== Предоставленный отрывок ==
Читаем Печальные тропики полностью

Еще более серьезную опасность я вижу в замещении расширения знаний возрастающей сложностью конструкций умозаключений. Нам предлагалось практиковать динамический синтез исходя из теорий наименее адекватных, поднимаясь до более изощренных, но в то же время (и принимая во внимание историческое беспокойство, которое одолевало всех наших учителей) нужно было объяснить, как одни постепенно рождались из других. По существу речь шла не столько о том, чтобы установить истину и ложь, сколько о возможности устранения противоречия. Философия не была ancilla scientiarium, служанкой и помощницей научного исследования, но чем-то вроде эстетического самосозерцания сознания. Рассматривали, как на протяжении веков она создавала все более легкие и оригинальные конструкции, решала задачи уравновешивания или досягаемости, изобретала логические тонкости, и все это было тем более достойным похвалы, чем совершеннее оказывалась техническая сторона или внутреннее единство. Преподавание философии походило на преподавание истории искусств, которое провозглашало бы готику непременно выше романского стиля, и утверждало, что пламенеющая готика более совершенна, чем обычная, но никто не задавался бы вопросом, что красиво, а что нет. Символы утратили исторический смысл, никто больше не следил за соблюдением правил. Гибкость ума заменила достоверность. После лет, посвященных этим упражнениям, я снова оказываюсь один на один с несколькими безыскусственными убеждениями, которые не очень отличаются от убеждений моих пятнадцати лет. Возможно, я острее ощущаю недостаточность этих средств; но они, по крайней мере, имеют практическую ценность, делающую их пригодными к службе, которая от них требуется. Я не боюсь ни попасться на удочку их внутренней сложности, ни забыть их практическое предназначение, ни потеряться в созерцании их чудесного устройства.
===
== Записи набора данных ==
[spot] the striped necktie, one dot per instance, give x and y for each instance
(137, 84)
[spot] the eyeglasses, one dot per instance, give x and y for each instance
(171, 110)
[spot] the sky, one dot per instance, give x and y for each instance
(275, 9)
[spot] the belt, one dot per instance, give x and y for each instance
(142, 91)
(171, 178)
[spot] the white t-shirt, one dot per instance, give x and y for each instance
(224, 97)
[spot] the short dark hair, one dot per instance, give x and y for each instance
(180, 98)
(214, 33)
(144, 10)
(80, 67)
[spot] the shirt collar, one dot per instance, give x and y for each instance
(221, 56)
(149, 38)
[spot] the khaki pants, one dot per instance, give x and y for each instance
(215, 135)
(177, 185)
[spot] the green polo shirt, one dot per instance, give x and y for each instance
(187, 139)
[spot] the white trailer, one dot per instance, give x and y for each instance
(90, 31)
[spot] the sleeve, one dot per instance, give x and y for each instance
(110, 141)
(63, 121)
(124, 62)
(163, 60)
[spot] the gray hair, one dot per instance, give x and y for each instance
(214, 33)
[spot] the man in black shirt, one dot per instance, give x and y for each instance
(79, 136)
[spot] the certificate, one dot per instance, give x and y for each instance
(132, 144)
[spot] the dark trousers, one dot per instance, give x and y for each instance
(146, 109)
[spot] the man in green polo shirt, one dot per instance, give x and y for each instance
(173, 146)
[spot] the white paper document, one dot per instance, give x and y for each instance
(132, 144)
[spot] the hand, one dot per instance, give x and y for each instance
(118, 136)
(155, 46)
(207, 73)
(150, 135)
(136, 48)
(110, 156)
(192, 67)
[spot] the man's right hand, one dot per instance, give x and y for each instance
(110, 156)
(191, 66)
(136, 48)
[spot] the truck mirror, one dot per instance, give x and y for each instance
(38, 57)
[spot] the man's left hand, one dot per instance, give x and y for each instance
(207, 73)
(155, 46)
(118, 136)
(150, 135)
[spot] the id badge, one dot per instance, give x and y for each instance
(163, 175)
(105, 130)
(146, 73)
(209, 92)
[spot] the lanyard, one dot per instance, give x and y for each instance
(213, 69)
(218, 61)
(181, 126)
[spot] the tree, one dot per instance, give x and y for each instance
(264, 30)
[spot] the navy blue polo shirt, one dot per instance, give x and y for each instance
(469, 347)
===
== Записи набора данных ==
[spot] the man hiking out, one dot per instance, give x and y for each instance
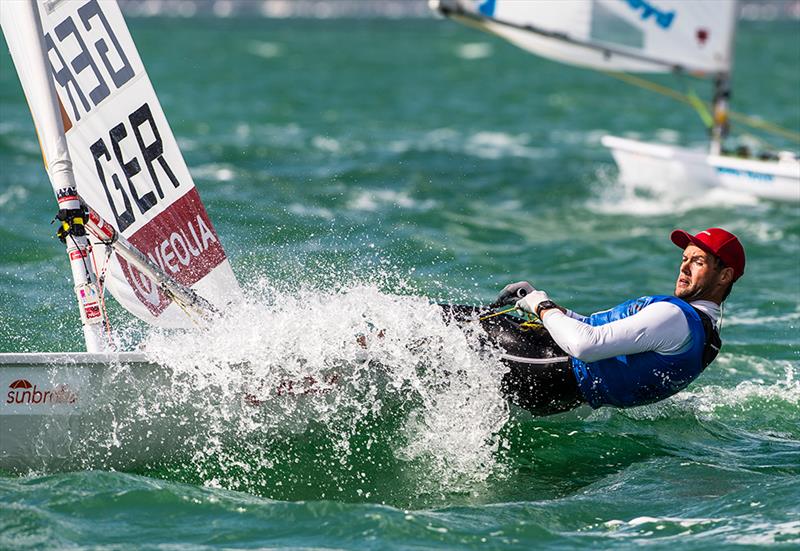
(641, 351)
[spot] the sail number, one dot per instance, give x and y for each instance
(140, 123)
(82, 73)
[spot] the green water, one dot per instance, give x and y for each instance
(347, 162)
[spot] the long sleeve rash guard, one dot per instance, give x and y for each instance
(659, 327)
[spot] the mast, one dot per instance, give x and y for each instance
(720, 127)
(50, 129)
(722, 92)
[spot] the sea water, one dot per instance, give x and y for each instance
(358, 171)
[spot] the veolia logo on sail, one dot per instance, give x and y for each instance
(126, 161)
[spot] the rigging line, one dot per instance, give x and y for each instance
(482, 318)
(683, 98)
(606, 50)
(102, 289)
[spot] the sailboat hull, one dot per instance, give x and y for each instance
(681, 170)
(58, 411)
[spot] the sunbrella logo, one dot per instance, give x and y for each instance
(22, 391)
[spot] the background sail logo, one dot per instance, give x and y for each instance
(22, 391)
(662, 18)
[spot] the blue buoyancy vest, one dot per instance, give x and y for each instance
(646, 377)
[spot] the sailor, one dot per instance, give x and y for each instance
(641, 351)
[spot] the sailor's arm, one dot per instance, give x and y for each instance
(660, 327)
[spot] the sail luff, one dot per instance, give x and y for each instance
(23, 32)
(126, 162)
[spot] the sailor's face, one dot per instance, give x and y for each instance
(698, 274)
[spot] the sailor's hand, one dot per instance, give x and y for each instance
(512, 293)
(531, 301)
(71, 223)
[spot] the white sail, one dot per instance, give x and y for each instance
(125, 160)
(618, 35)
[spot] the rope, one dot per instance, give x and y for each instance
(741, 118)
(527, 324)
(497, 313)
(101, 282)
===
== Записи набора данных ==
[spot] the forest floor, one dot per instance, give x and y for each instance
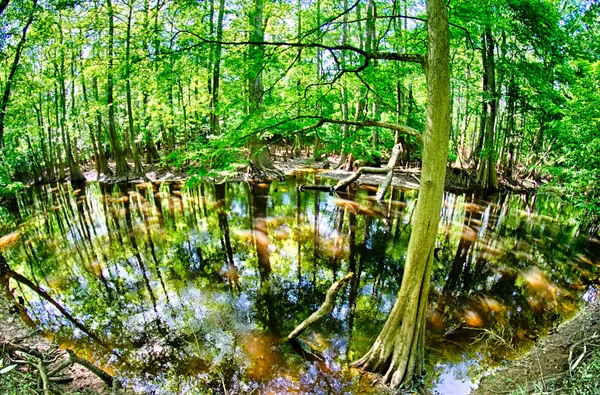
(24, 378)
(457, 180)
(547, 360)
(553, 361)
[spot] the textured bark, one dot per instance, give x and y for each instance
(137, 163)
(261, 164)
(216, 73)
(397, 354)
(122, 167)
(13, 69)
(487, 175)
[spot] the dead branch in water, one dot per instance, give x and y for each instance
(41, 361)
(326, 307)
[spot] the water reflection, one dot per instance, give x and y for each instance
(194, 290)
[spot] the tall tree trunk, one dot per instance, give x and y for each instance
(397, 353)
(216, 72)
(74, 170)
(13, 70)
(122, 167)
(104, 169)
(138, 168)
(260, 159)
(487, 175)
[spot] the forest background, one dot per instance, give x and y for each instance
===
Задания для выполнения:
A – Перескажите короче абзац из отрывка о преподавании философии, который начинается словами «Еще более серьезную опасность». Сохраните его основные факты.
B – Подхватите отрывок о преподавании философии после его последнего предложения и продолжите его.

Ответы к задачам:
A – Еще более серьезную опасность я вижу в том, что расширение знаний подменяется усложнением умозаключений. Учили строить динамический синтез от наименее адекватных теорий к более изощренным и объяснять, как одни рождались из других. Важнее было устранить противоречие, чем установить истину и ложь. Философия была не служанкой науки, а эстетическим самосозерцанием сознания. Ее конструкции ценились тем выше, чем совершеннее была их техническая сторона или внутреннее единство. Такое преподавание походило на историю искусств, которая ставит готику выше романского стиля, но не спрашивает, что красиво. Символы утратили исторический смысл, и гибкость ума заменила достоверность. После этих лет у меня остались несколько безыскусственных убеждений, мало отличающихся от убеждений моих пятнадцати лет. Эти средства недостаточны, но имеют практическую ценность. Я не боюсь ни запутаться в их сложности, ни забыть их назначение, ни потеряться в созерцании их устройства.

B –
Существовали и более личные причины скорого разочарования, которое отдалило меня от философии и заставило заинтересоваться этнографией, ухватившись за нее как за спасательную веревку. Проведя в лицее Мон-де-Марсана один счастливый год, в течение которого я преподавал и разрабатывал собственный курс лекций, с началом следующего года занятий в Лаоне, куда я был назначен, я с ужасом обнаружил, что весь остаток моей жизни уйдет на то, чтобы повторять этот курс. Однако мой ум обладает одной особенностью, которая, вероятно, является недугом – мне трудно заставлять его дважды останавливаться на одном и том же объекте. Обычно конкурс на замещение должности преподавателя воспринимается как нечеловеческое испытание, в результате которого, стоит только проявить достаточное рвение, выигрываешь покой. Для меня же все было наоборот. Пройдя свой первый конкурс, младший среди кандидатов, я без усилий выиграл эту гонку с препятствиями в виде доктрин, теорий и гипотез. Но именно потом начинались мои мучения: мне не представлялось возможным каждый раз повторять одни и те же лекции, не внося изменений. Это вызывало еще большие затруднения, когда я выступал в роли экзаменатора: вытаскивая наобум вопросы программы, я даже не предполагал, какие ответы должны мне дать кандидаты. Все сказанное казалось несущественным. Словно любая тема теряла для меня значение от одного факта, что я однажды ее уже проанализировал.

Сегодня время от времени я задаюсь вопросом: можно ли сомневаться в том, что этнография привлекла меня именно структурным сходством между цивилизациями, которые она изучает, и особенностями моих собственных мыслей. Я не в силах терпеливо собирать год за годом и сохранять культурный урожай: у меня неолитическое мышление. Подобно огню лесного пожара, оно охватывает неисследованные земли, поспешно их оплодотворяет, чтобы собрать несколько урожаев, и оставляет опустошенными. В то время я не мог осознать этих глубинных мотивов. Я ничего не знал об этнологии, я никогда не посещал лекций, и когда сэр Джеймс Фрейзер нанес свой последний визит в Сорбонну и произнес там памятный доклад – кажется, в 1928 году, – хоть я и знал об этом событии, меня даже не посетила мысль присутствовать там.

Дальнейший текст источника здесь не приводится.